■ **ACTIVITY**
Would you return every line of the listing below that has "point" in it?

■ **DATA SHOWN**
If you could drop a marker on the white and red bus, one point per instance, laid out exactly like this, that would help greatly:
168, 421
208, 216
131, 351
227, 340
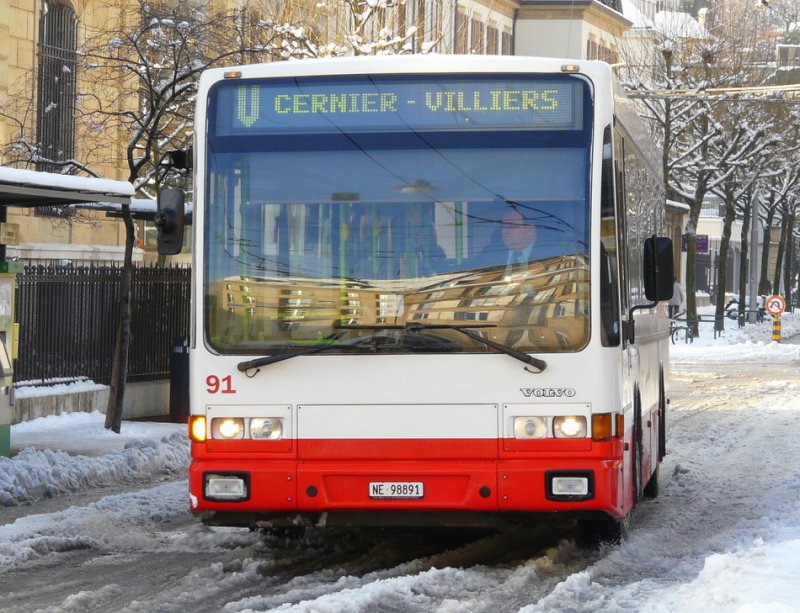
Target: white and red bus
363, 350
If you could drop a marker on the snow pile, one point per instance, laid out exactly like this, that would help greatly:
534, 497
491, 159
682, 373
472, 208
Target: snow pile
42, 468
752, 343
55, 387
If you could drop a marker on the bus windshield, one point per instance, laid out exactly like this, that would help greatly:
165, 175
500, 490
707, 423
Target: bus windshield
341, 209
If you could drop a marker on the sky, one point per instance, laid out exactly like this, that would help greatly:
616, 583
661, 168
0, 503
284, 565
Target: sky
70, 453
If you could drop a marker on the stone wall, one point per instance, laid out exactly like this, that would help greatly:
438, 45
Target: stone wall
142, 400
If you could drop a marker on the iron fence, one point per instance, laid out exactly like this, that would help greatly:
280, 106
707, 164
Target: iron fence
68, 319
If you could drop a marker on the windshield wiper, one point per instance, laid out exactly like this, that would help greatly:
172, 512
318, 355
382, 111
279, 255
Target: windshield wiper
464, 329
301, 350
...
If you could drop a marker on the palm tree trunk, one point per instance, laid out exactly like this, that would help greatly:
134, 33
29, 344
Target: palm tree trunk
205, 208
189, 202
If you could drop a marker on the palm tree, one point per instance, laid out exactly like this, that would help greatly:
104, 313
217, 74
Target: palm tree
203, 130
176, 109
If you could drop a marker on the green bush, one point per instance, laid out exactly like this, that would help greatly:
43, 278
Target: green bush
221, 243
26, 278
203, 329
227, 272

■ **ANSWER FOR THE TASK**
If you could drop a marker on the white and red bus, one point per instance, laid out exactly like this, that would help greatly:
If you could drop a marker on the snow pile, one point per instance, laid out exactly like this, that would help greatly:
If you could drop a marker on the bus windshield, one point per instance, laid out exactly like this, that would help greatly:
If you could drop a marker on the sky, one point per instance, laid out exactly like this, that would help greatly:
If you could drop a marker on the stone wall, one point per instance, laid out exactly like this, that would help greatly:
If you could drop a marker on the iron fence, one point per instance, laid out exactly like this, that would help greatly:
If you could drop a marker on the windshield wiper, one point per instance, laid out exactly like this, that would help greatly:
If you could drop a marker on the palm tree trunk, one point per instance, laid out exactly like this, that would help greatly:
If you could drop a marker on the palm tree, one point per instance, laid out exactly like this, that would help greatly:
If you could drop a marker on the green bush, one point per instance, laid out exactly like this, that would help greatly:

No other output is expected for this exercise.